_What to work on_
Write out the whole listing again, exactly as given.

==*==

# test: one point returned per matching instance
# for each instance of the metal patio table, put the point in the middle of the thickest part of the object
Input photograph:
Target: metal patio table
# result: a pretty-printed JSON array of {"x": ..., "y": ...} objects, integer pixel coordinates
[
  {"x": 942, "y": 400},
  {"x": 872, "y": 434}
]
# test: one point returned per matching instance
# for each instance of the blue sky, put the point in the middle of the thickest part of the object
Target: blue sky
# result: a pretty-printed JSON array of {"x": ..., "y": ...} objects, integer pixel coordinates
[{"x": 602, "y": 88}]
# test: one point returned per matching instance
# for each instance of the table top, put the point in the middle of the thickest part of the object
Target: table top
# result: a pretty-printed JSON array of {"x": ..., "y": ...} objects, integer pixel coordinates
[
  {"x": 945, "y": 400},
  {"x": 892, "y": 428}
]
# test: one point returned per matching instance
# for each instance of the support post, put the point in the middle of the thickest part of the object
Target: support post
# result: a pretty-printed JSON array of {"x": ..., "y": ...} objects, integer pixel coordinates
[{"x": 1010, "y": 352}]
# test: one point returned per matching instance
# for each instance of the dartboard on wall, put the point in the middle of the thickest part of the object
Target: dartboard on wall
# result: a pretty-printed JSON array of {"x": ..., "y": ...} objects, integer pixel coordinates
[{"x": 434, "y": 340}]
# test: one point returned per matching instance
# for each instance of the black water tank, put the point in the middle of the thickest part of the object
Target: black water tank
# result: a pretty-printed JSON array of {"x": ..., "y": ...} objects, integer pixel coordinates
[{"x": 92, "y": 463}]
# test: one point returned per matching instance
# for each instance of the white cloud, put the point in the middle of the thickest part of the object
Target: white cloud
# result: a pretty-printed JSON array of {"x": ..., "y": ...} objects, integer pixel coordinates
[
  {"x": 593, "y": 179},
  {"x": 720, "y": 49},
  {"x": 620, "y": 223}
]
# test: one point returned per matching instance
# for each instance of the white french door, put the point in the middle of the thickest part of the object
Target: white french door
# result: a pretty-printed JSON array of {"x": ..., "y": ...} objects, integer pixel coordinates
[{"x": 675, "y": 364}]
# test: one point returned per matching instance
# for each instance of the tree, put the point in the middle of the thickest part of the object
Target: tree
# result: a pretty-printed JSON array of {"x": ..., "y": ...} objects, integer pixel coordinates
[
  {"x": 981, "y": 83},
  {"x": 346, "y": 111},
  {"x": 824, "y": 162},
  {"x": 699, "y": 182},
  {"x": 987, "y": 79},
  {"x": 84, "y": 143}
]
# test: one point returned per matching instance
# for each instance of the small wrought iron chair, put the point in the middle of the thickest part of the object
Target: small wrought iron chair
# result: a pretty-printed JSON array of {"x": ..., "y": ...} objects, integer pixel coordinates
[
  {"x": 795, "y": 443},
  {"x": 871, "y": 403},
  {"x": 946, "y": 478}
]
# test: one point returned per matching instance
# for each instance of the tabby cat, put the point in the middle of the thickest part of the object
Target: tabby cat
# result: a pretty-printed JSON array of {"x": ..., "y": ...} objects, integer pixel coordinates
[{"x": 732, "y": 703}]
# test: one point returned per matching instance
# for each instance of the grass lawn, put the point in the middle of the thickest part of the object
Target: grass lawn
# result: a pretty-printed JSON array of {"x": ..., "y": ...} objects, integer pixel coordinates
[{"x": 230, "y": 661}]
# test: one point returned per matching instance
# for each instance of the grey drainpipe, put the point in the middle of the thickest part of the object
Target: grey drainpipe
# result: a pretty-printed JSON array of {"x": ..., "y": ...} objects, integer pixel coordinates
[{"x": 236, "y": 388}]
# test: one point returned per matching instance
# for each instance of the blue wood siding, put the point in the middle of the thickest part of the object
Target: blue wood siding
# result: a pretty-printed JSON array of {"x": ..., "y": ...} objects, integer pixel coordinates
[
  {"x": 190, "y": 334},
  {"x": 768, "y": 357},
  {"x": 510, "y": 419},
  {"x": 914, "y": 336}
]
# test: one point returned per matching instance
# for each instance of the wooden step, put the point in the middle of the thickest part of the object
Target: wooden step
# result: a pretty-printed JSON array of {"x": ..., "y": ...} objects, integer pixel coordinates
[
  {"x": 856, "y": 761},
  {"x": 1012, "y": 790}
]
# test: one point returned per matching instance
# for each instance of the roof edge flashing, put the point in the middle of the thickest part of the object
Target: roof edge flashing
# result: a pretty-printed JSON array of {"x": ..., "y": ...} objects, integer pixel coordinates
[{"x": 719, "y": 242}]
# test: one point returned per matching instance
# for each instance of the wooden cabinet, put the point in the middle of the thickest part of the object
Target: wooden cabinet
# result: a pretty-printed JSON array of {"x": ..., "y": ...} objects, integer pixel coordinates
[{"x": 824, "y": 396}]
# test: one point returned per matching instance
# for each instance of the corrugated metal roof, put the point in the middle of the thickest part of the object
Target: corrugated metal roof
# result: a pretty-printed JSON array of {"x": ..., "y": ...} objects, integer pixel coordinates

==*==

_Full output_
# test: one point returned per matching instance
# for each instance of the metal patio table, put the point in the middle of the thickest part of the object
Input photograph:
Target: metal patio table
# result: a pretty-printed JSON array of {"x": ..., "y": ...} objects, integer pixel coordinates
[
  {"x": 942, "y": 400},
  {"x": 872, "y": 434}
]
# test: one point returned per matching instance
# for each instance of the blue sky, put the point in the middle of the thickest part of the object
Target: blue sky
# result: a pretty-printed JSON array of {"x": ..., "y": ...} objects, integer pixel coordinates
[{"x": 602, "y": 88}]
# test: one point returned per matching instance
# for each instance of the table top, put the point in the middle of the thickest part of the object
Target: table top
# result: a pretty-printed JSON array of {"x": ..., "y": ...} objects, integer pixel coordinates
[
  {"x": 945, "y": 400},
  {"x": 892, "y": 428}
]
# test: one point returned per matching instance
# for each instance of the support post, put the point in the middle of the thickest part of the object
Target: support post
# result: a pretty-printed JSON array of {"x": ..., "y": ...} objects, integer pixel coordinates
[{"x": 1010, "y": 352}]
# test: one point returned per matching instance
# for each instance of the dartboard on wall, put the point in the middle of the thickest part of the object
Target: dartboard on wall
# result: a pretty-printed JSON array of {"x": ..., "y": ...} objects, integer pixel coordinates
[{"x": 434, "y": 340}]
# test: one point returned per matching instance
# for each instance of the black water tank, put the point in the middle of the thickest part of the object
Target: black water tank
# result: a pretty-printed JSON array of {"x": ..., "y": ...} objects, integer pixel coordinates
[{"x": 92, "y": 463}]
# test: one point returned per matching instance
# for each instance of the white cloud, put the point in the middle of the thickest part of the object
Target: white cloud
# result: a pretty-printed JSON array of {"x": ..., "y": ...} objects, integer pixel coordinates
[
  {"x": 593, "y": 179},
  {"x": 720, "y": 49},
  {"x": 620, "y": 223}
]
# test: one point returned per matching instance
# for each instance of the white french door, put the point in the middle of the thickest part of the object
Target: white french door
# result: a pretty-printed JSON array of {"x": ..., "y": ...} objects, integer pixel coordinates
[{"x": 675, "y": 364}]
# test: one point returned per matching instance
# for each instance of the tree, put the point in the middle of the thickest part of the object
Target: tree
# result: a pretty-printed JSON array of {"x": ..., "y": ...} objects, integer pixel coordinates
[
  {"x": 981, "y": 83},
  {"x": 346, "y": 111},
  {"x": 824, "y": 162},
  {"x": 699, "y": 182},
  {"x": 987, "y": 79},
  {"x": 84, "y": 143}
]
# test: one point returned per matching instance
# for each instance of the small wrought iron chair, put the point in the middle of the thickest part of the object
Target: small wrought iron chair
# result: a pretty-printed JSON array of {"x": ..., "y": ...} objects, integer pixel coordinates
[
  {"x": 795, "y": 443},
  {"x": 871, "y": 403},
  {"x": 946, "y": 478}
]
# test: one point returned per matching instance
# for each instance of the tabby cat, put the point in the middle of the thickest part of the object
Target: tabby cat
# result: a pretty-printed JSON array of {"x": ..., "y": ...} objects, integer pixel coordinates
[{"x": 732, "y": 703}]
# test: one point returned per matching instance
# for each instance of the grass lawn, put the point in the middle of the thickest part of the object
Target: grass lawn
# result: a pretty-printed JSON array of {"x": ..., "y": ...} objects, integer pixel coordinates
[{"x": 230, "y": 661}]
# test: one point returned per matching instance
# for each instance of the grey drainpipe, put the point in the middle of the thickest part of the object
Target: grey drainpipe
# result: a pretty-printed JSON array of {"x": ..., "y": ...} objects, integer pixel coordinates
[{"x": 236, "y": 388}]
# test: one point returned per matching instance
# for each instance of the blue wood siding, put the point in the middle of the thickest part of the object
Target: blue wood siding
# result: a pretty-printed JSON array of {"x": ..., "y": ...} objects, integer pixel coordinates
[
  {"x": 190, "y": 334},
  {"x": 768, "y": 357},
  {"x": 510, "y": 419},
  {"x": 914, "y": 336}
]
# test: one point returned per matching instance
# for each instance of the wooden step, put the point in the middle of the thickest part of the object
Target: wooden step
# result: a pretty-printed JSON array of {"x": ..., "y": ...} objects, integer pixel coordinates
[
  {"x": 856, "y": 761},
  {"x": 1012, "y": 790}
]
# test: one point returned per matching instance
# for each instance of the roof edge flashing, put the point in the middle of the thickest part of the object
Target: roof edge flashing
# result: a pretty-printed JSON array of {"x": ..., "y": ...} objects, integer pixel coordinates
[{"x": 719, "y": 242}]
# test: one point returned per matching instance
# for each instance of the wooden cabinet, put the point in the middle of the thickest part of the object
Target: wooden cabinet
# result: a pretty-printed JSON array of {"x": ..., "y": ...} objects, integer pixel coordinates
[{"x": 824, "y": 396}]
# test: one point returned per matching instance
# for each instance of the corrugated metal roof, put the point in the middle of the thickest part of the object
Target: corrugated metal roof
# result: a pretty-printed JSON array of {"x": ..., "y": ...} objects, integer pixel coordinates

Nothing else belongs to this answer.